What is needed:
Copy each of the entries below word for word, leaving nothing out.

***** Recorded information *****

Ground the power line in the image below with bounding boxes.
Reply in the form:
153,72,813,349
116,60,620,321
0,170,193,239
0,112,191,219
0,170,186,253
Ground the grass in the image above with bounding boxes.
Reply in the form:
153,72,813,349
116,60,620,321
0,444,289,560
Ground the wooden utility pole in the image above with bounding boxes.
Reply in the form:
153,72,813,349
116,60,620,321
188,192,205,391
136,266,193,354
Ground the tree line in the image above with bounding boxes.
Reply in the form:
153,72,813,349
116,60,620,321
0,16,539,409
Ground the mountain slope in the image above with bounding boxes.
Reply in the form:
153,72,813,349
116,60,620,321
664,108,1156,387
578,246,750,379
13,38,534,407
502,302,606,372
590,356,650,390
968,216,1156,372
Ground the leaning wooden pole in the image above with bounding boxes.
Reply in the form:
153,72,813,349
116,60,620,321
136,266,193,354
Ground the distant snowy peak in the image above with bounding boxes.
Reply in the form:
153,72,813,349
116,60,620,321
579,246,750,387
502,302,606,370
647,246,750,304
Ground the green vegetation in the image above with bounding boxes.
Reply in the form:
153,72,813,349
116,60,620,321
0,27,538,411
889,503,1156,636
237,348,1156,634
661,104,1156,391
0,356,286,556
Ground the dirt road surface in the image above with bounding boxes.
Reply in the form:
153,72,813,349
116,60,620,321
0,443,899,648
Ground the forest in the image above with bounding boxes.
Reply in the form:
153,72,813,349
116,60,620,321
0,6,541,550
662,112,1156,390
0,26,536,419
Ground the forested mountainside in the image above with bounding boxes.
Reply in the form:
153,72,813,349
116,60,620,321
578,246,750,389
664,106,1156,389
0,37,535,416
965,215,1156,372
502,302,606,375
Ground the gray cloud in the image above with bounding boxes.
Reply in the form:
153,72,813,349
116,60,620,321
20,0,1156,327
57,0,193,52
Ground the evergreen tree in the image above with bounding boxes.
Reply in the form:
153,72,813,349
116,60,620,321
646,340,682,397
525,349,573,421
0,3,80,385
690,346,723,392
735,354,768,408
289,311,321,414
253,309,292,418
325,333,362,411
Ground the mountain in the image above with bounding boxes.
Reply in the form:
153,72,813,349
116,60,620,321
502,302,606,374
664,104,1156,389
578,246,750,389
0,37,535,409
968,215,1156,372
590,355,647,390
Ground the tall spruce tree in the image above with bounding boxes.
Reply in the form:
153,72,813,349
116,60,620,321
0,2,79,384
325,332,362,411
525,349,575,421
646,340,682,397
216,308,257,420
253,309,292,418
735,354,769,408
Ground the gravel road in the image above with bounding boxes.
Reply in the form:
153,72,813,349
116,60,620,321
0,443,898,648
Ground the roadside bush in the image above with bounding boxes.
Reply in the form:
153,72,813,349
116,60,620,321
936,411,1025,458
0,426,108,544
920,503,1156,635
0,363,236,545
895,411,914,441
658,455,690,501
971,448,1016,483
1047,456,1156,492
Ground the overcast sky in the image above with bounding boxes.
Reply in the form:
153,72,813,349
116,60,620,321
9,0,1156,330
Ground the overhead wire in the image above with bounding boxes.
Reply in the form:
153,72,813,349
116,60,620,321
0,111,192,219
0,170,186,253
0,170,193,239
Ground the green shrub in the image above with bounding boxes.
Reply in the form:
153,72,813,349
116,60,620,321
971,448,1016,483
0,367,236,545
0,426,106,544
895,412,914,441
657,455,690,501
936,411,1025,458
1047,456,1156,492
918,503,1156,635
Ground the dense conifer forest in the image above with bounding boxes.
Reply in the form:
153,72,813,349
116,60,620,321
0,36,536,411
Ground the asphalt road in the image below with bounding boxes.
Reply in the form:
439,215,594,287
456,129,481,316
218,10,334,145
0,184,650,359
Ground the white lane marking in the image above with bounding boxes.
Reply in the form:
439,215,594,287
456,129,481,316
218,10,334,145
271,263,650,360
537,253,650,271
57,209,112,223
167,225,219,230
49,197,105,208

*****

Written solution:
Ground the power line in the image below with bounding boxes.
Reply in the form:
153,72,813,349
116,60,620,321
0,170,193,239
0,112,191,219
0,170,186,253
Ground the grass in the image above with bounding boxes.
Reply in the form:
153,72,813,349
116,60,620,321
0,444,289,560
Ground the wooden utility pole in the image above with bounding boxes.
Reply in the form:
153,72,813,349
116,60,620,321
188,192,205,391
136,266,193,354
Ground the tree line in the image above with bounding boxes.
Reply in the form:
153,72,813,349
116,60,620,321
0,16,539,409
Ground the mountain slope in the image above with bounding boxes.
Reply in the form:
153,72,813,349
116,60,620,321
664,108,1156,387
578,246,750,379
13,38,534,407
502,302,606,372
590,356,650,390
968,216,1156,372
Ground the leaning wooden pole in the image above with bounding boxes.
Reply in the form:
153,72,813,349
116,60,620,321
136,266,193,354
Ground the distant snowy peak in the image above with bounding boxes.
Reply in the form:
153,72,813,349
116,60,620,321
579,246,750,387
502,302,606,370
647,246,750,304
Ground the green vegetation in the image above with bounding boxes.
Reply in the form:
153,72,813,349
116,60,620,321
0,27,538,411
889,503,1156,636
237,348,1156,634
661,104,1156,391
0,356,286,556
Ground the dirt road surface in the image above with bounding boxes.
Reply in the form:
153,72,813,349
116,60,620,321
0,443,899,648
Ground the forest in the image above with bounding boxes.
Reply in the form:
153,72,813,349
116,60,620,321
0,6,541,550
662,112,1156,390
0,26,536,419
Ground the forested mountainside in the image above with bounding boxes.
Reply in the form:
153,72,813,349
116,60,620,321
578,246,750,389
664,106,1156,389
0,37,535,416
965,215,1156,372
502,302,606,375
Ground the gray cloud in the image above with bounding boxes.
Reply in the form:
153,72,813,349
116,60,620,321
20,0,1156,327
57,0,193,52
Ground the evergreen tree in the image above with bounding boxes.
Reply in the form:
153,72,813,349
116,60,620,321
646,340,682,397
525,349,573,421
0,3,80,385
690,346,723,392
735,354,768,408
289,311,321,414
253,309,292,418
325,333,362,411
Ground the mountain in the image above with bounding boxes.
Reply in the form:
153,72,813,349
116,60,620,321
502,302,606,374
664,104,1156,389
578,246,750,389
0,37,535,409
968,215,1156,372
590,355,647,390
Ground the tall spruce tree in the image above with bounding boxes.
Reply in the form:
153,72,813,349
116,60,620,321
0,2,79,384
325,332,362,411
525,349,575,421
646,340,682,397
216,308,257,420
253,309,292,418
735,354,769,408
Ground the gravel road in the image above with bounding boxes.
Reply in the form:
153,72,813,349
116,60,620,321
0,443,898,648
Ground the roadside bush in the image above with bounding boxes.
Reply in the form:
153,72,813,349
116,60,620,321
936,411,1025,458
0,426,108,544
920,503,1156,635
0,363,236,545
895,411,914,441
658,455,690,501
971,448,1016,483
1047,456,1156,492
Ground the overcast sky in the image above with bounding boxes.
Reply in the form:
153,72,813,349
116,60,620,321
9,0,1156,330
Ground the overhead wire in the image above with bounding boxes.
Reply in the form:
153,72,813,349
116,60,620,321
0,111,192,219
0,170,186,253
0,170,193,239
Ground the green shrub in the image above with bounding boxes.
Reply in the form:
153,72,813,349
116,60,620,321
971,448,1016,483
0,367,236,545
0,426,106,544
895,412,914,441
657,455,690,501
936,411,1025,458
1047,456,1156,492
918,503,1156,635
Ground the dense conifer forest in the image above with bounding boxes.
Reply in the form:
153,72,813,349
116,60,620,321
0,36,536,411
Ground the asphalt road in the image below with bounding boxes.
Reply in the form:
439,215,594,287
456,129,481,316
218,10,334,145
0,184,650,359
Ground the white lane marking in the image above with bounding boxes.
Reply in the form:
439,215,594,287
456,129,481,316
218,10,334,145
271,263,650,360
537,253,650,271
57,209,112,223
167,225,219,230
49,197,105,208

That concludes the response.